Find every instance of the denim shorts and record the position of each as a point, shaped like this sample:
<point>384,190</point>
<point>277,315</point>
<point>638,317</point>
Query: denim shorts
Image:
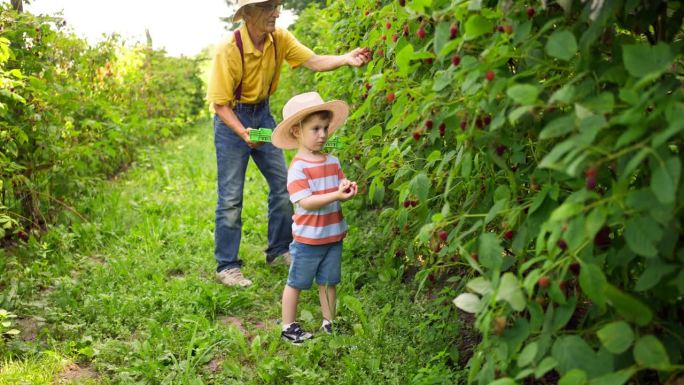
<point>309,261</point>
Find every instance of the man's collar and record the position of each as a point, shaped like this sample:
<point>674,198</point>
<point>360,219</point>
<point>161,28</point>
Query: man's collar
<point>248,44</point>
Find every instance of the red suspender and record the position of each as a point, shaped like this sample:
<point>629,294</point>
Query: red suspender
<point>238,41</point>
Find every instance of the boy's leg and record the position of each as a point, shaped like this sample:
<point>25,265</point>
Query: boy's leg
<point>290,300</point>
<point>232,155</point>
<point>326,294</point>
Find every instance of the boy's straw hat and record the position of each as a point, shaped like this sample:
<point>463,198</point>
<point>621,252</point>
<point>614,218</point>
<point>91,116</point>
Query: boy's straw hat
<point>299,107</point>
<point>241,5</point>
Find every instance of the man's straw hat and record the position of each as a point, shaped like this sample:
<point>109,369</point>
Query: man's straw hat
<point>241,5</point>
<point>298,108</point>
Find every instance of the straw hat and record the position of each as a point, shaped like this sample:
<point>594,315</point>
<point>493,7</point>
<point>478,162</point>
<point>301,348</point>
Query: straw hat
<point>241,5</point>
<point>298,108</point>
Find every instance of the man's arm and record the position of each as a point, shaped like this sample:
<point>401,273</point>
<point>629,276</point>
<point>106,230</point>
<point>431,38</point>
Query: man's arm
<point>231,120</point>
<point>355,58</point>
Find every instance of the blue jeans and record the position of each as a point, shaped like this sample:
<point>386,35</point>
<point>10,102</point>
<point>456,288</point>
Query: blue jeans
<point>322,262</point>
<point>232,156</point>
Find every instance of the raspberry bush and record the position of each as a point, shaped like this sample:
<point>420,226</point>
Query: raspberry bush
<point>528,155</point>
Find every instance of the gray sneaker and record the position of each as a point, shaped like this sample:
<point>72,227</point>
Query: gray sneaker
<point>233,277</point>
<point>285,259</point>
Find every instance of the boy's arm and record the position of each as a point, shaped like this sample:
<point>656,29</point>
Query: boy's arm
<point>345,191</point>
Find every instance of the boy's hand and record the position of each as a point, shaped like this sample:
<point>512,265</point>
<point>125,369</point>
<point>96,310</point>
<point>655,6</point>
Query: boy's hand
<point>347,190</point>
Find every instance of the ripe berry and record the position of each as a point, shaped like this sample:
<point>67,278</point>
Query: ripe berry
<point>574,268</point>
<point>428,124</point>
<point>453,32</point>
<point>562,244</point>
<point>544,282</point>
<point>390,97</point>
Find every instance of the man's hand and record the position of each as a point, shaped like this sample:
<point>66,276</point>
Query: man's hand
<point>245,137</point>
<point>358,57</point>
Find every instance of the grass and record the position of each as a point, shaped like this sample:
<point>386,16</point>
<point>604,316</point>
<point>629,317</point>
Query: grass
<point>130,296</point>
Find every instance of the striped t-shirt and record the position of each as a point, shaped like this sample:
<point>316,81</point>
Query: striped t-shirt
<point>306,178</point>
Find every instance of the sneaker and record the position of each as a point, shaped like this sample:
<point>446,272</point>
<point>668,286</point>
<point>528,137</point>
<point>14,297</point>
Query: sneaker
<point>286,259</point>
<point>326,327</point>
<point>295,334</point>
<point>233,277</point>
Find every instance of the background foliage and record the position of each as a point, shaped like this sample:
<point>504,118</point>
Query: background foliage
<point>529,156</point>
<point>71,113</point>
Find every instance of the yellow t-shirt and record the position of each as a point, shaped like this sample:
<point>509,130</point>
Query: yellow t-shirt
<point>259,66</point>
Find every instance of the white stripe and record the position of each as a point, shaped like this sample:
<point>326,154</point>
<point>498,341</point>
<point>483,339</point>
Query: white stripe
<point>321,184</point>
<point>327,209</point>
<point>320,232</point>
<point>299,195</point>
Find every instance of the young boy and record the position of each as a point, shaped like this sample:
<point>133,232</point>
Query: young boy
<point>316,185</point>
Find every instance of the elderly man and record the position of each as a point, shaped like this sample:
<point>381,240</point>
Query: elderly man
<point>245,72</point>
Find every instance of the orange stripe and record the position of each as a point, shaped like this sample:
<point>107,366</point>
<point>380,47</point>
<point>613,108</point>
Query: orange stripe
<point>321,171</point>
<point>319,241</point>
<point>325,191</point>
<point>297,186</point>
<point>316,220</point>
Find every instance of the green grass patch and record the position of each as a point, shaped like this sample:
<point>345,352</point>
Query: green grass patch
<point>131,294</point>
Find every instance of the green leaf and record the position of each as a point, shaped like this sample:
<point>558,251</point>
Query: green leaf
<point>509,291</point>
<point>644,59</point>
<point>477,26</point>
<point>627,306</point>
<point>528,354</point>
<point>490,251</point>
<point>593,282</point>
<point>558,127</point>
<point>574,377</point>
<point>545,366</point>
<point>617,378</point>
<point>665,179</point>
<point>650,353</point>
<point>561,45</point>
<point>641,235</point>
<point>523,93</point>
<point>480,285</point>
<point>655,271</point>
<point>617,336</point>
<point>468,302</point>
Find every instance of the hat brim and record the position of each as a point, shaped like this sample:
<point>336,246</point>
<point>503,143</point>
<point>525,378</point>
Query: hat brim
<point>282,134</point>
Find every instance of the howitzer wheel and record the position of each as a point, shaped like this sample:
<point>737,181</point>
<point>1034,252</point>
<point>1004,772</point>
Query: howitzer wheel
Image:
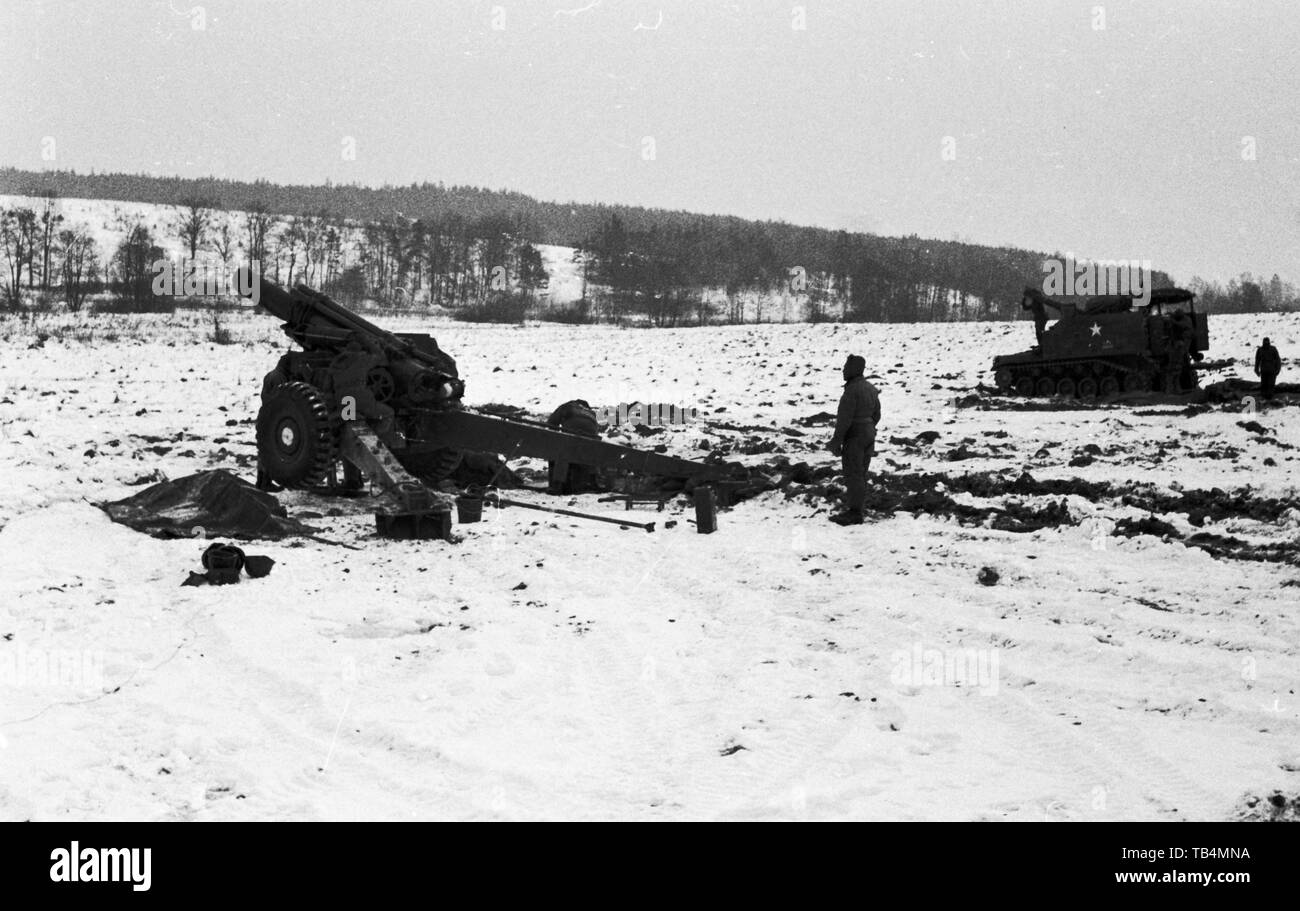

## What this task involves
Omit every picture, then write out the entries above exactly.

## Result of this task
Find every instance of the denim shorts and record the position of each as a point, shaped like this sample:
<point>384,190</point>
<point>277,315</point>
<point>638,317</point>
Query: denim shorts
Image:
<point>309,261</point>
Find every instance of the man's collar and record the position of each as a point, shaped like this sample:
<point>674,198</point>
<point>360,219</point>
<point>161,28</point>
Query: man's collar
<point>248,44</point>
Find every instance of the red suspender and record the position of each as a point, shaped like this sample:
<point>629,294</point>
Query: red suspender
<point>238,41</point>
Find every instance of the boy's leg and record the position of each as a point, shaped like this sample:
<point>25,265</point>
Query: boy's leg
<point>290,300</point>
<point>232,155</point>
<point>326,294</point>
Find every instance of the boy's straw hat and record the position of each as a point, shaped like this sample:
<point>463,198</point>
<point>621,252</point>
<point>614,218</point>
<point>91,116</point>
Query: boy's straw hat
<point>299,107</point>
<point>241,5</point>
Find every instance of the man's straw hat and record the position of each as a point, shaped like this sample:
<point>109,369</point>
Query: man's straw hat
<point>241,5</point>
<point>298,108</point>
Find every instance of the straw hat and record the position of each as a point, shaped like this sample:
<point>594,315</point>
<point>493,7</point>
<point>478,162</point>
<point>301,348</point>
Query: straw hat
<point>241,5</point>
<point>298,108</point>
Find every instance of the man's arm and record the position of each as a point, shaped like this sample:
<point>401,273</point>
<point>629,276</point>
<point>106,230</point>
<point>431,38</point>
Query: man's arm
<point>231,120</point>
<point>355,58</point>
Find every instance of the blue jeans and record the position of each as a point, shaped like this sample:
<point>386,35</point>
<point>10,102</point>
<point>456,288</point>
Query: blue jeans
<point>322,262</point>
<point>232,156</point>
Find every instance of the raspberry bush and record the position of each as a point, shaped like this sample:
<point>420,226</point>
Query: raspberry bush
<point>528,155</point>
Find every instance of the gray sneaker and record the position of each as a point, shaped like this sample:
<point>72,227</point>
Query: gray sneaker
<point>233,277</point>
<point>285,259</point>
Find every instance of the boy's arm and record the position of each as a point, shaped like this sample:
<point>656,29</point>
Query: boy's arm
<point>345,191</point>
Find every instance of the boy's hand and record the position of each as a point, shaped like this sample:
<point>512,265</point>
<point>125,369</point>
<point>96,310</point>
<point>655,6</point>
Query: boy's hand
<point>347,190</point>
Find every instance of the ripe berry and record the position of each as a point, shaped like this sample:
<point>67,278</point>
Query: ripe berry
<point>574,268</point>
<point>428,124</point>
<point>453,32</point>
<point>562,244</point>
<point>544,282</point>
<point>390,97</point>
Find every instance of the man's hand and record the position of each as a point, shaped like this sample:
<point>66,276</point>
Query: man's hand
<point>245,137</point>
<point>358,57</point>
Find every instance of the grass and record the position of each as a point, shaped like this sample:
<point>386,16</point>
<point>604,316</point>
<point>629,317</point>
Query: grass
<point>130,296</point>
Find every instance of the striped t-shirt and record the position of each as a point, shaped like this sample:
<point>316,81</point>
Query: striped t-shirt
<point>306,178</point>
Find every instance of the sneaker and record the position of each as a point, shaped like this sample:
<point>446,272</point>
<point>668,286</point>
<point>528,137</point>
<point>14,297</point>
Query: sneaker
<point>286,259</point>
<point>326,327</point>
<point>295,334</point>
<point>233,277</point>
Find every instance of the background foliage and record the position of each as a point, shaped like this sample:
<point>504,118</point>
Query: background foliage
<point>529,156</point>
<point>71,113</point>
Find every instance of the yellow t-shirt and record the position of each as a point, shaped like this sample:
<point>509,130</point>
Query: yellow t-shirt
<point>259,66</point>
Find every instance of the white stripe and record the position of each as a point, shaped like this sample:
<point>326,154</point>
<point>498,341</point>
<point>483,339</point>
Query: white stripe
<point>321,184</point>
<point>327,209</point>
<point>320,232</point>
<point>299,195</point>
Find every instance of the young boy and record the position of each as a point, shaped like this sample:
<point>133,232</point>
Query: young boy
<point>316,185</point>
Find every instance of the elderly man and record the position of each as a point, shaped like this sample:
<point>381,240</point>
Query: elderly man
<point>245,72</point>
Find every instance of the orange stripe and record the position of each as a point, shaped like this sample:
<point>107,366</point>
<point>380,47</point>
<point>613,108</point>
Query: orange stripe
<point>321,171</point>
<point>319,241</point>
<point>325,191</point>
<point>297,186</point>
<point>316,220</point>
Find every instance of the green grass patch and record the position of each as a point, shaped like this sample:
<point>345,352</point>
Query: green grass patch
<point>131,294</point>
Find every instance of the green leaf and record the position of each as a point, shaped like this sample:
<point>558,251</point>
Query: green leaf
<point>509,291</point>
<point>644,59</point>
<point>477,26</point>
<point>627,306</point>
<point>528,354</point>
<point>490,251</point>
<point>593,282</point>
<point>558,127</point>
<point>574,377</point>
<point>545,366</point>
<point>617,378</point>
<point>665,179</point>
<point>650,353</point>
<point>561,45</point>
<point>641,235</point>
<point>523,93</point>
<point>480,285</point>
<point>655,271</point>
<point>617,336</point>
<point>468,302</point>
Find every instance of the hat brim and record the position of each as a point, shaped like this sample:
<point>336,246</point>
<point>503,143</point>
<point>525,378</point>
Query: hat brim
<point>282,134</point>
Find every instance of the howitzer wheel and record the position of each as a point, shaped like this sample:
<point>737,181</point>
<point>1034,252</point>
<point>1004,772</point>
Query: howitzer wheel
Image:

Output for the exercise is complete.